Objectives:
(1) Answer these questions from the passage on academia's religious turn, one line each, marked (a), (b), (c):
(a) What three things does the notion of "secular academia" do when used as a foil?
(b) What once flew under the banner of secularism?
(c) Which site is named as hosting discussions of post-secular discourse?
(2) Say whether each statement, marked (a), (b), (c), agrees with the passage on academia's religious turn, giving yes or no and quoting the words of the passage that decide it.
(a) The rise of programs in secularism disproves academia's religious turn.
(b) Secularism still has a legitimate place in the modern university.
(c) Religion was never relegated to one field among others.

If you don't think academia has gone religious you either 1) haven't been there in a while, 2) are pretending to ignore such an obvious development or 3) are part of a religious subculture invested in the notion of "secular academia" as a foil that galvanizes institutional identity, justifies a lack of engagement, and rallies donors who don't know better.
But what about the rise of programs in secularism? Doesn't this disprove academia's supposed "religious turn"? Quite the opposite. Previously, the entire university flew under the banner of secularism. Now, the secular perspective has been historicized and relegated to one field among others (exactly what once happened to religion). Needless to say, secularism continues to have a legitimate place in the modern university, but it now has to be chosen. The title of one recent publication says it all: The American University in the Postsecular Age. Indeed, new superstructures of post-secular discourse are being swiftly erected, as evidenced by the invigorating discussions on sites such as the Immanent Frame.

Given material:

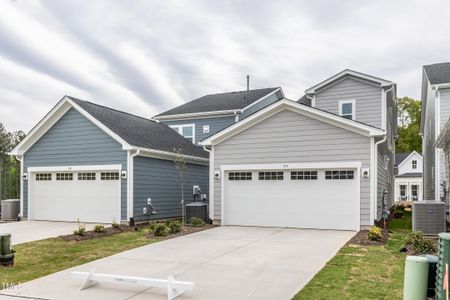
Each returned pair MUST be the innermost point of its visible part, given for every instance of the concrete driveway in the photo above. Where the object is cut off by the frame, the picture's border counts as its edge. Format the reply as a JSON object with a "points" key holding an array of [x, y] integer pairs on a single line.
{"points": [[224, 263], [28, 231]]}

Answers to the exercise:
(1)
(a) It galvanizes institutional identity, justifies a lack of engagement, and rallies donors who don't know better.
(b) The entire university.
(c) The Immanent Frame.

(2)
(a) No: "Quite the opposite."
(b) Yes: "secularism continues to have a legitimate place in the modern university"
(c) No: "(exactly what once happened to religion)"